* **Data provided**
────────
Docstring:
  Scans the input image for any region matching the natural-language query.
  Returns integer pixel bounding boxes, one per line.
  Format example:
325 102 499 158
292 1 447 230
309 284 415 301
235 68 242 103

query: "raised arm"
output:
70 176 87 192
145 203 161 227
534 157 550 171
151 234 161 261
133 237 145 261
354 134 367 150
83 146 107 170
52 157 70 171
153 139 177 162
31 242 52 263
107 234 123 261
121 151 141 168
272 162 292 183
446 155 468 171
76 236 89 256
────────
* **What the task requires**
Rewrite every line of the items above, including the requests, multiplying each bounding-box coordinate in the answers by 2.4 and rounding to whole numbers, with halves rounded up. Leave the numbers in the requests and their format samples unchanged.

* **Finished exercise**
Docstring:
  Scans the input image for any region matching the natural-language query.
  Returns integer pixel bounding boxes, one per line.
  Format example:
325 102 499 158
292 1 447 230
309 284 415 301
235 68 242 103

query: "raised arm"
output:
168 422 209 461
348 487 386 545
1282 377 1320 410
362 562 386 626
319 569 348 626
850 322 881 360
199 350 257 408
125 377 168 410
367 334 425 389
74 581 125 631
257 562 295 626
290 362 338 403
653 389 701 439
1070 372 1123 410
182 566 214 614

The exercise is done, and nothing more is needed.